▶ **EXERCISE DETAILS**
Count the lines in the records below that contain the string "stone", treating uppercase and lowercase as different. Give only the number.

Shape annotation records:
---------------
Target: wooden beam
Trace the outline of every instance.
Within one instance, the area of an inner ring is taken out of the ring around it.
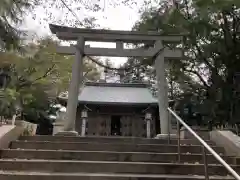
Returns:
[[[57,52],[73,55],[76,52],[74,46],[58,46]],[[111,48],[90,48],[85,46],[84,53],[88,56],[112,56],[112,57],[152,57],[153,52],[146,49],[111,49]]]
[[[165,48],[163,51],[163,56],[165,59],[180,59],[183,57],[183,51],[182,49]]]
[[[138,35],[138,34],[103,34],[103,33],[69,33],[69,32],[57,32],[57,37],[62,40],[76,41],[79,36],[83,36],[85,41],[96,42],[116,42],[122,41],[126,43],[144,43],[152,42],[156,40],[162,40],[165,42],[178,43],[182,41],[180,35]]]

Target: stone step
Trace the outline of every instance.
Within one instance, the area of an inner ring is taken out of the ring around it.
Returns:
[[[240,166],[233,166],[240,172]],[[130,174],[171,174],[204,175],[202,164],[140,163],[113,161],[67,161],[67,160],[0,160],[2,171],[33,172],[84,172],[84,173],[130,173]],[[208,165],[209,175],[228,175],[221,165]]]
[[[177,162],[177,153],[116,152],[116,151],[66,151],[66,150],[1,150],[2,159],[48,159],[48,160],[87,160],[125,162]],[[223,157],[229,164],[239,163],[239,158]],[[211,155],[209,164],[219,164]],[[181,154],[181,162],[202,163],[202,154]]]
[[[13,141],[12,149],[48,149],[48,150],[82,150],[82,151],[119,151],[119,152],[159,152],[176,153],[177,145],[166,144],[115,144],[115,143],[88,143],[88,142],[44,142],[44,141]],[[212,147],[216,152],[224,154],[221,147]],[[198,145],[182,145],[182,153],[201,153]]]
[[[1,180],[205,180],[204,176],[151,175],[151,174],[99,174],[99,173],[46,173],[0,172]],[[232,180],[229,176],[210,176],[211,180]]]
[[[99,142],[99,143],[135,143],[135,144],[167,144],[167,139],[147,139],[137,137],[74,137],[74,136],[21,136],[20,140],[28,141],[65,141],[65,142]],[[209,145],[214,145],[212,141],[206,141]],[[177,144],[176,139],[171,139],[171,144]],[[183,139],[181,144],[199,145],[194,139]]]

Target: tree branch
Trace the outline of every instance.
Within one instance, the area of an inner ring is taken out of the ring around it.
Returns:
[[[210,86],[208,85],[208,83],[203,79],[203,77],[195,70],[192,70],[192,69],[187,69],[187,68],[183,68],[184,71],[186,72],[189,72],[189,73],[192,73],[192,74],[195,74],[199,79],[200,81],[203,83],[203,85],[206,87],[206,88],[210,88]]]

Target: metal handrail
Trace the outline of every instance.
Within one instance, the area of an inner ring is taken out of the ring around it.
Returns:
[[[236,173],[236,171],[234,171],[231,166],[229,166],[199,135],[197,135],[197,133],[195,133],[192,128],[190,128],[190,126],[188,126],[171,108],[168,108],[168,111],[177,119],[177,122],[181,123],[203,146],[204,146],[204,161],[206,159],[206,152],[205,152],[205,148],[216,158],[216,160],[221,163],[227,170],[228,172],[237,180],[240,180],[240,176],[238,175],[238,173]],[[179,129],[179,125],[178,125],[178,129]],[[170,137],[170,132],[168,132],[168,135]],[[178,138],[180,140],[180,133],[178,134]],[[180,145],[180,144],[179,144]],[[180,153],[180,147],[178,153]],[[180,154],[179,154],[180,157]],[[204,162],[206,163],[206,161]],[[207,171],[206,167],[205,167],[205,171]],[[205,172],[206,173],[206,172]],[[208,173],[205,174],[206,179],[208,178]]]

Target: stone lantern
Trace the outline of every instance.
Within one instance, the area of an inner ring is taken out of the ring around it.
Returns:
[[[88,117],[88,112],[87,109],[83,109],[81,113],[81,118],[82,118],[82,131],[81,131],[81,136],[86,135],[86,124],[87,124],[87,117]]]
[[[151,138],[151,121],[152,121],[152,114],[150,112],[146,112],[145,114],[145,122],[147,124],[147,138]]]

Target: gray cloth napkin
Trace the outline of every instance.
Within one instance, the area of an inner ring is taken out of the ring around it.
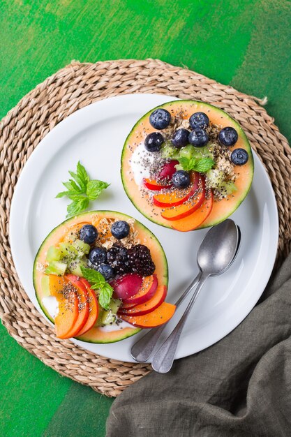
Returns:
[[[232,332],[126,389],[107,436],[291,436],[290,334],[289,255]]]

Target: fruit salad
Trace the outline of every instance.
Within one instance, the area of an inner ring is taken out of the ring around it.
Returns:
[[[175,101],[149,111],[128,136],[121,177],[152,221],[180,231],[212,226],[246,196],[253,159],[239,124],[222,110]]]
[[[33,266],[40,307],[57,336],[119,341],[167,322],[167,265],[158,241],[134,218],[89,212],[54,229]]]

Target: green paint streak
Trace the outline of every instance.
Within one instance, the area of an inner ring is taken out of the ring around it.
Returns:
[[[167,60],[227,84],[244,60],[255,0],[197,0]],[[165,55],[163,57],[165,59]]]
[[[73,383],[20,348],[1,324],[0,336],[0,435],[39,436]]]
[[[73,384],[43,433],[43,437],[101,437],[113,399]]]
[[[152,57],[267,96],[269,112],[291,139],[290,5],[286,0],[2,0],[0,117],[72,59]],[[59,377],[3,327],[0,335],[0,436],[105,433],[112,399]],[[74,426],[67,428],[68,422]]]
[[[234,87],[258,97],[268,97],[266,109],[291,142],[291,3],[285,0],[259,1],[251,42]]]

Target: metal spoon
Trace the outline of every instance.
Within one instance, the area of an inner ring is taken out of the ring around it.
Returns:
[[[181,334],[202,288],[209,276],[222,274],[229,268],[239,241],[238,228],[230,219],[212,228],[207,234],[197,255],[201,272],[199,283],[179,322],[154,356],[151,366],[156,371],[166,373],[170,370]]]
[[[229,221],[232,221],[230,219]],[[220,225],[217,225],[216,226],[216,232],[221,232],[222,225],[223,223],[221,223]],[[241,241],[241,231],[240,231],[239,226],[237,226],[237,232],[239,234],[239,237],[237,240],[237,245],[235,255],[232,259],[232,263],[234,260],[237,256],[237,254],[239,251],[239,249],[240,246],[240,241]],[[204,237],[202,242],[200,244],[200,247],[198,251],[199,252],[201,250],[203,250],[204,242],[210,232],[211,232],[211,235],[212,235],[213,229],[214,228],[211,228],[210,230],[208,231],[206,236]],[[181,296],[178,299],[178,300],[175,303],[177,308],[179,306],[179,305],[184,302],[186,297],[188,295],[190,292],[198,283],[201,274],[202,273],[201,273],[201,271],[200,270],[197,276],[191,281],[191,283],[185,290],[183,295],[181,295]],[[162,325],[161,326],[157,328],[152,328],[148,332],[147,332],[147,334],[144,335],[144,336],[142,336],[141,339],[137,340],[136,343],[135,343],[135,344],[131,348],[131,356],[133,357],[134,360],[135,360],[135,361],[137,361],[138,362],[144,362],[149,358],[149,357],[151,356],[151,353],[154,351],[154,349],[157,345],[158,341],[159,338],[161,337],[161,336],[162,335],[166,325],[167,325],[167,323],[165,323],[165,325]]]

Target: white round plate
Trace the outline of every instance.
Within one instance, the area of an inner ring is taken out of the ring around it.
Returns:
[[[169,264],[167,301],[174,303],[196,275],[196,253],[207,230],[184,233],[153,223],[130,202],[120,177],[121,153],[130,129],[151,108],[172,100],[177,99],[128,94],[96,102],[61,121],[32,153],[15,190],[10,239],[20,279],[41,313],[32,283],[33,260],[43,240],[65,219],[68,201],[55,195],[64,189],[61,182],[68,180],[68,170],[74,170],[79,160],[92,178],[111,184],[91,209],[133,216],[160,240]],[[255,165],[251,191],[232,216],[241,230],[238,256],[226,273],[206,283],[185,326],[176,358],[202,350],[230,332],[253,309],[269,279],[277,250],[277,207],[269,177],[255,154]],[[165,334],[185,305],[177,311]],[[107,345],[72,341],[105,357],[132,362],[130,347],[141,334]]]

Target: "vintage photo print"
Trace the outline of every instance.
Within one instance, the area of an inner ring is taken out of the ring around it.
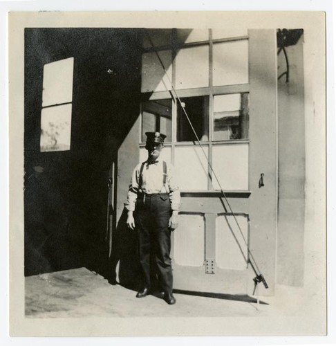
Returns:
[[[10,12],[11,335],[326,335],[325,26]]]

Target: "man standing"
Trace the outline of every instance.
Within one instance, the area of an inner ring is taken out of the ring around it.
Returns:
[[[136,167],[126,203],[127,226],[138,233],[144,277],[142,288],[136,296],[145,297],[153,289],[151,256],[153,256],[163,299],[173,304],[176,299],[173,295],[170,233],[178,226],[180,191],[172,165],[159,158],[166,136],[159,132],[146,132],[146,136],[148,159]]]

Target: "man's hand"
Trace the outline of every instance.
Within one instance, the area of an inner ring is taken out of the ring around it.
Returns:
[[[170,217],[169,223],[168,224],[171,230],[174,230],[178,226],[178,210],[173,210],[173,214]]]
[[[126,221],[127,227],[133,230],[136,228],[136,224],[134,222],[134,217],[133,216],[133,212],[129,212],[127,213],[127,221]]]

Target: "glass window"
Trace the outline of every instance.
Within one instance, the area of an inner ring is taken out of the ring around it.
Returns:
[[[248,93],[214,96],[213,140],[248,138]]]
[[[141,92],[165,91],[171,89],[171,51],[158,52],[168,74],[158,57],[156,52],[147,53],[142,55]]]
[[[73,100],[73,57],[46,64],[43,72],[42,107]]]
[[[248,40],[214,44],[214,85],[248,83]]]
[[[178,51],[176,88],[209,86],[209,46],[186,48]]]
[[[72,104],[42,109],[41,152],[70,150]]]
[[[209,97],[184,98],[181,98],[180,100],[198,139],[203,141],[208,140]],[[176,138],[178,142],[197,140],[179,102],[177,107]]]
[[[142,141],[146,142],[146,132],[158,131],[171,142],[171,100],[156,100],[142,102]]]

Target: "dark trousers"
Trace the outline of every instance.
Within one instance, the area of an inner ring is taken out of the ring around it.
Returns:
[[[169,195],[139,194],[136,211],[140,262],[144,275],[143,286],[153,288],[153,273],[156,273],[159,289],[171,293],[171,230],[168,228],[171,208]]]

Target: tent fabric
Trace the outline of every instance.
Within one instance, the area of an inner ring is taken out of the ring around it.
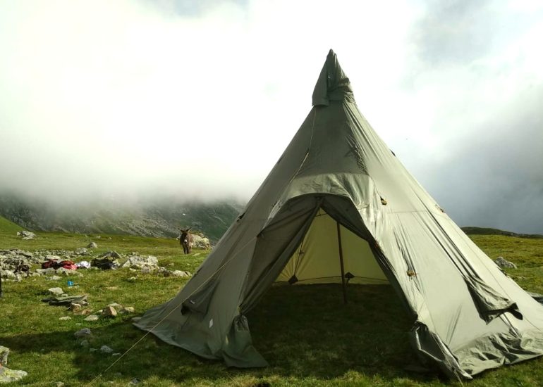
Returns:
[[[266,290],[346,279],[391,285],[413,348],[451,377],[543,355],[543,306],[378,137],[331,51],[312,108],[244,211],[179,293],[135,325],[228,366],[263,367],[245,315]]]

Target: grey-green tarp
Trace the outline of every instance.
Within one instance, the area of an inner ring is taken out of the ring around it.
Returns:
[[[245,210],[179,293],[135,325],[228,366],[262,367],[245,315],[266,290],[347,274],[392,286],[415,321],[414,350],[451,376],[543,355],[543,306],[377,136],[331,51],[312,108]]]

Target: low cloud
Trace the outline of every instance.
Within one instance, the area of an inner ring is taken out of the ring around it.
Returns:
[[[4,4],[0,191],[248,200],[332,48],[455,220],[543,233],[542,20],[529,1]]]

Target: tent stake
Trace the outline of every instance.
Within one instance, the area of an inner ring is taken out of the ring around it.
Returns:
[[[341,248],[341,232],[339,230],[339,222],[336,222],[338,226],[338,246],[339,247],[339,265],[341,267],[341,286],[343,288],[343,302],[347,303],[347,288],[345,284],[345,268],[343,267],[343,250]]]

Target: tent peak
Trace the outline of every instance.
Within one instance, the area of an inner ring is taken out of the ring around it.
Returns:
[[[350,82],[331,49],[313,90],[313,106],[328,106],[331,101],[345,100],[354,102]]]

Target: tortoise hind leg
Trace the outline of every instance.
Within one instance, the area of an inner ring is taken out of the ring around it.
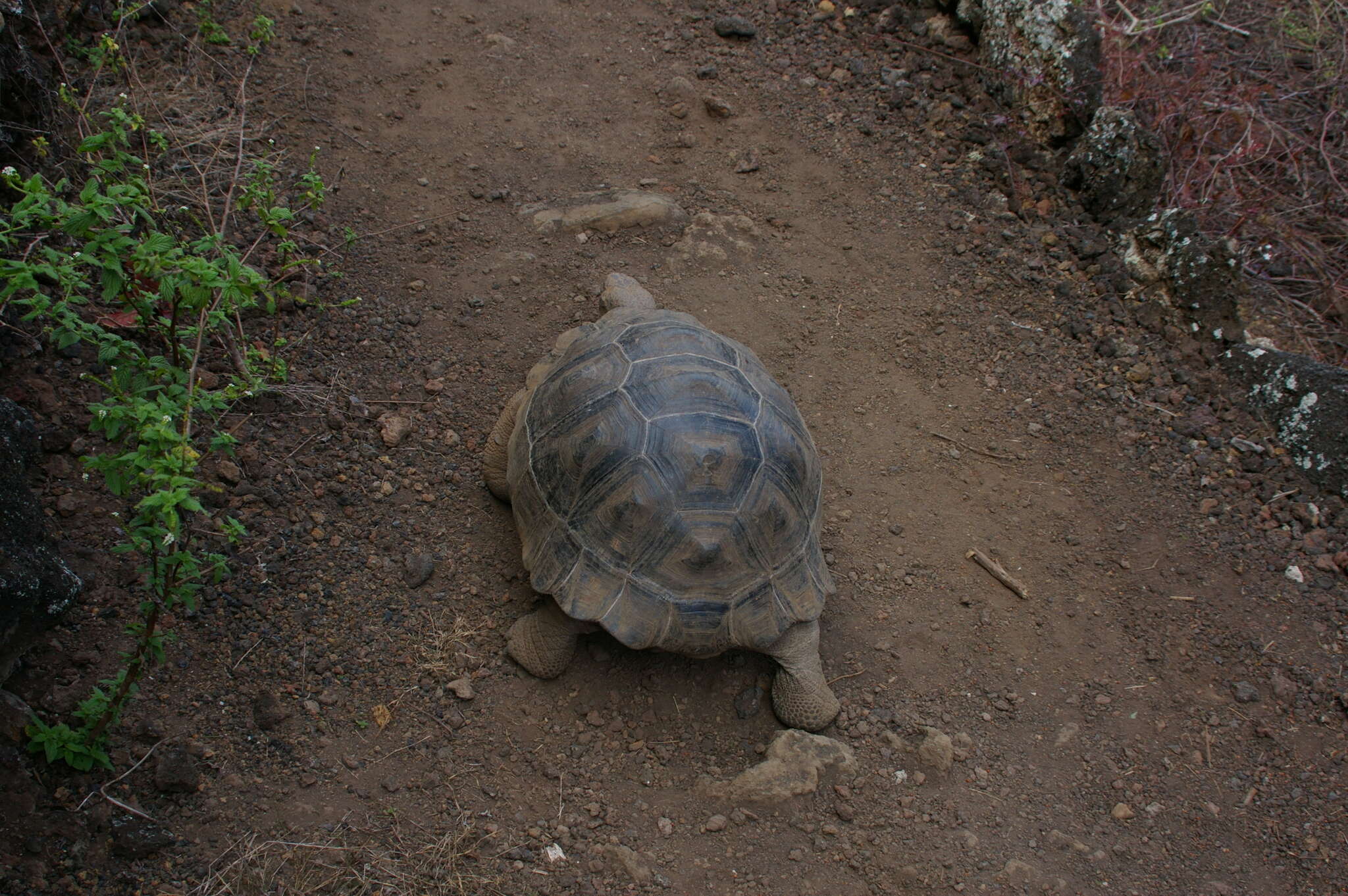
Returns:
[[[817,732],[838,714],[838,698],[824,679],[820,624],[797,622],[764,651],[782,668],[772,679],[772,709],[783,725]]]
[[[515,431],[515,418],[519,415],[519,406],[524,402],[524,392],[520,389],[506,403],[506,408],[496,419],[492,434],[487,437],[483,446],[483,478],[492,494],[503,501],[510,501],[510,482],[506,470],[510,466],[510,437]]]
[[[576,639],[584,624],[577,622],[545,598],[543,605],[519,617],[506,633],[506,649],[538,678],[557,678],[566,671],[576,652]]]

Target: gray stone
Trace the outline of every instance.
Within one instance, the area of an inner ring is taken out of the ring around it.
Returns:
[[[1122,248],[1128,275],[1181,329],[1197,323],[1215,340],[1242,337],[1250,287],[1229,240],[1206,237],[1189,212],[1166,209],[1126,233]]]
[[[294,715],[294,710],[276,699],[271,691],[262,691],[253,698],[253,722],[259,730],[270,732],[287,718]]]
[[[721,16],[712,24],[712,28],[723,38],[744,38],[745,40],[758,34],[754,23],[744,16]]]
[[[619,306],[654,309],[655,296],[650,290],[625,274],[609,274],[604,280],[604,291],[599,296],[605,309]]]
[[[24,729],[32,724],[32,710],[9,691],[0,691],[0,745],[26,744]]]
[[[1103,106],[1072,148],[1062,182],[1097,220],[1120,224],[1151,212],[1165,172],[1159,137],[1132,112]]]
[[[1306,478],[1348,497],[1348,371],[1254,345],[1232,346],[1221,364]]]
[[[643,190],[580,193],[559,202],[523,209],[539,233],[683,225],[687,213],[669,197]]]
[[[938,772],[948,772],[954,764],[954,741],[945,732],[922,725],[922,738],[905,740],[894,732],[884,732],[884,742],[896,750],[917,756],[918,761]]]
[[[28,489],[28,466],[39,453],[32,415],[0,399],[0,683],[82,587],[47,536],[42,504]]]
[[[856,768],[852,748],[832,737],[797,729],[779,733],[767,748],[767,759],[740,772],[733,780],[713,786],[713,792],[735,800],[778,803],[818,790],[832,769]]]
---------------
▶ **THE OUTPUT**
3